[Task instructions]:
State how many lines of the entries hold the string "hairy", and nothing more.

[Given records]:
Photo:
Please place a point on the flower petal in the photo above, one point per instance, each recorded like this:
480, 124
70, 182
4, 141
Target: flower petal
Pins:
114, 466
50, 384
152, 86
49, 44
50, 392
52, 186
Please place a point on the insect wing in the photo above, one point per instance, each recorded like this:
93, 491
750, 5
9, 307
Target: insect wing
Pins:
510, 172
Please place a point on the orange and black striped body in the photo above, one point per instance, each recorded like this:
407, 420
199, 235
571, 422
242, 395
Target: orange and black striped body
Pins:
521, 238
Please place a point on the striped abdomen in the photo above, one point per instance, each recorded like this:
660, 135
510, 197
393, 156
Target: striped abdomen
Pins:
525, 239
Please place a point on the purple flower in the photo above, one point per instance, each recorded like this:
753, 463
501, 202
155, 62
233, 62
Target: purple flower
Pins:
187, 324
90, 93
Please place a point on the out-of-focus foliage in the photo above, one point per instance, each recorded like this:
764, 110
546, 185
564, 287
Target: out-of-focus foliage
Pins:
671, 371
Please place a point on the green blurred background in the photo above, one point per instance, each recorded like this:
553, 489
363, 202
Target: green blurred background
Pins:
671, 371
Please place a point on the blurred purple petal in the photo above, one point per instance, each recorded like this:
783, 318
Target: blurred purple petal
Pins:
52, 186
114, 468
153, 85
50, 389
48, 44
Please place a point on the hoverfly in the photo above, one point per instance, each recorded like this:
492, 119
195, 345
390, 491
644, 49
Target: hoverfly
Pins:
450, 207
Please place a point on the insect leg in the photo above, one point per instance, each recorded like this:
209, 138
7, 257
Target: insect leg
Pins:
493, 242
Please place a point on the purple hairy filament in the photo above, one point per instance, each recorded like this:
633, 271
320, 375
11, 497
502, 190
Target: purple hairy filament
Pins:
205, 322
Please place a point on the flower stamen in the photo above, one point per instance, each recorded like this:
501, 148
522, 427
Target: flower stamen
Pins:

[Task response]:
2